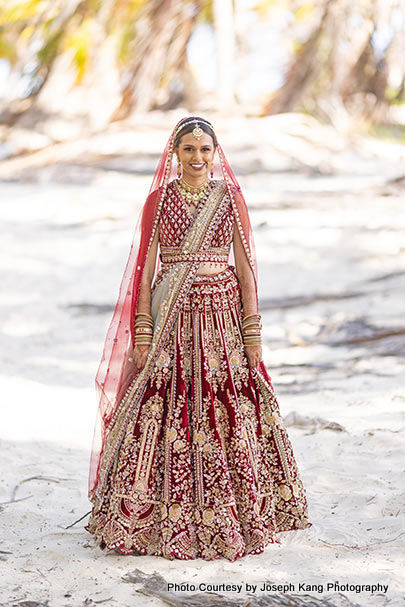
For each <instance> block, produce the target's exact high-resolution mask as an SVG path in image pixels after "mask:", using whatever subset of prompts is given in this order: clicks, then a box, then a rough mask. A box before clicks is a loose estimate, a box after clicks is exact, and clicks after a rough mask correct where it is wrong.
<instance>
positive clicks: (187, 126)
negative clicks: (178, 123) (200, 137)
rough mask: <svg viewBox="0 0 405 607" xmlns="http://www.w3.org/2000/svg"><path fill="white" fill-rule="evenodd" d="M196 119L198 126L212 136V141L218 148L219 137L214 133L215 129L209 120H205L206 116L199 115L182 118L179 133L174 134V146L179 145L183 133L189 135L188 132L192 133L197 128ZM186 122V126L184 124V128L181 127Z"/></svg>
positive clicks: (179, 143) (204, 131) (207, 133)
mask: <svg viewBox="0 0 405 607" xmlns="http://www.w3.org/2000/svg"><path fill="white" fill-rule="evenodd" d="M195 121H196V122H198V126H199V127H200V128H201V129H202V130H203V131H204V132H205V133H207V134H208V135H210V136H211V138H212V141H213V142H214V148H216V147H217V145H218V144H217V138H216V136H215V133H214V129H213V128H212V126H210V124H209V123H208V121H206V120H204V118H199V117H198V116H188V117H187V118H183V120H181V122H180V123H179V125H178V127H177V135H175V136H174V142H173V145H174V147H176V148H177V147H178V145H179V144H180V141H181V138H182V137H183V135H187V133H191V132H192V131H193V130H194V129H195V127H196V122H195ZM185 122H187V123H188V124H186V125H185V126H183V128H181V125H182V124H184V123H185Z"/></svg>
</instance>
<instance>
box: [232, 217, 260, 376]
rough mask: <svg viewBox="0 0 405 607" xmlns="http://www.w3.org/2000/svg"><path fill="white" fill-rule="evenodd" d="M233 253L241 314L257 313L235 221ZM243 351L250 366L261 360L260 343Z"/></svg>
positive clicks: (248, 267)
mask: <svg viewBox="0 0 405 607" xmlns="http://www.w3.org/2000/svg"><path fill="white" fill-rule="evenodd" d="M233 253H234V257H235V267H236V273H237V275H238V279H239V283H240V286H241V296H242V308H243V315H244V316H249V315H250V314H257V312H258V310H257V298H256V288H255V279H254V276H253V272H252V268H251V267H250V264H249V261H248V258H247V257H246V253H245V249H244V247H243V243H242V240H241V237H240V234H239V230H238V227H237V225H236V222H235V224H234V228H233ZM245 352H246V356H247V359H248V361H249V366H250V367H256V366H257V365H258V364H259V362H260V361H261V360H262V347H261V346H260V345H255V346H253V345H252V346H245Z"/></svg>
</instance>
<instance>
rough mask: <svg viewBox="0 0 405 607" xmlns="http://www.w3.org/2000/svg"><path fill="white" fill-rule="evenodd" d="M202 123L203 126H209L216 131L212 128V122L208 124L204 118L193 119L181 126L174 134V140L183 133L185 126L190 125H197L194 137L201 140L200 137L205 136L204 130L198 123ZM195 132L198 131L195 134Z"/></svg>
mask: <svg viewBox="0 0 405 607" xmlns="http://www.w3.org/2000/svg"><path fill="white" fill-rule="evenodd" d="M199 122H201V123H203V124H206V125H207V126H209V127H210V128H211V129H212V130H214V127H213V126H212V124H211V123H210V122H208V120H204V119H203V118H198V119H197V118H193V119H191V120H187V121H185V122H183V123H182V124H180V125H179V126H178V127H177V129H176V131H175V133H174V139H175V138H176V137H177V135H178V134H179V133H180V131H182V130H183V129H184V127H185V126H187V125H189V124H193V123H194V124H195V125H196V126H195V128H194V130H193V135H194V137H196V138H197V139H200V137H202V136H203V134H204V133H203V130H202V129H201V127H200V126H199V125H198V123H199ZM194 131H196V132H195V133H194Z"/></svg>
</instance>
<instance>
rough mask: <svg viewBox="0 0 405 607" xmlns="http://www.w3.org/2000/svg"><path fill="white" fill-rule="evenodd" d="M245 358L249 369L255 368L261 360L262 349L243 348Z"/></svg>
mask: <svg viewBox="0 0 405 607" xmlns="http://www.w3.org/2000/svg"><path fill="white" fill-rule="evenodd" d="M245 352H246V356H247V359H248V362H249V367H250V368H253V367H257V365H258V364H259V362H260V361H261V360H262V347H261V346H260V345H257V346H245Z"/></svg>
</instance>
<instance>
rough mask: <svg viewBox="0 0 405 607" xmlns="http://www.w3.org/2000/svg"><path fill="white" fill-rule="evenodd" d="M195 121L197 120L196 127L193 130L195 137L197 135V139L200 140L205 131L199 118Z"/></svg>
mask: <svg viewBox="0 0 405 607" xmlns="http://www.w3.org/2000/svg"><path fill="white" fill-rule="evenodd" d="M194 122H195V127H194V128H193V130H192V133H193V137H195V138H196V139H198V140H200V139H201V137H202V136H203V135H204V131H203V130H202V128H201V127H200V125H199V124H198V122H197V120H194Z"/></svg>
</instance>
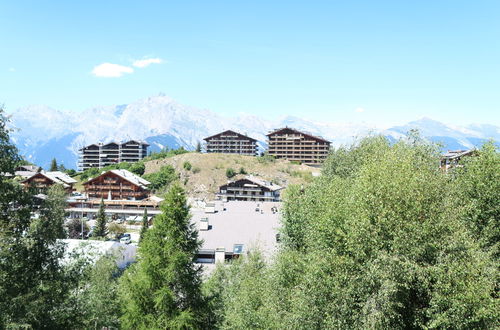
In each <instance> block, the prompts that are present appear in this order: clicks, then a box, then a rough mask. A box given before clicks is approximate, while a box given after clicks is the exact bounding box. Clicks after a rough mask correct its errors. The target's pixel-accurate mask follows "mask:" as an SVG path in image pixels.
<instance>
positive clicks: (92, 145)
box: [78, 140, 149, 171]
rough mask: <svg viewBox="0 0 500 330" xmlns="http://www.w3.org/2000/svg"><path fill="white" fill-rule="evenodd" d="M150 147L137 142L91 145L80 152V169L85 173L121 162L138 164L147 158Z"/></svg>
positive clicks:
++++++
_Exercise objective_
For each line above that contains the word "correct", give the line as it is written.

_Output of the exercise_
For each <instance> block, produce the target's exact high-resolution mask as an SVG path in image pixels after "mask:", using whatever subset of prompts is given in this order: clicks, then a box, then a rough mask. A box before clicks is a loose estimate, a box after clicks is exact, and clicks after a rough mask correct where it is wrong.
In each <instance> block, the prompts that are present appear in this order: clicks, then a box, then a rough mask. A box given before clicks is approximate, while a box given after clicks is the exact bounding box. Clicks after a rough mask correct its errors. The target's pixel-accurate mask follows "mask:" as an SVG path in image pixels.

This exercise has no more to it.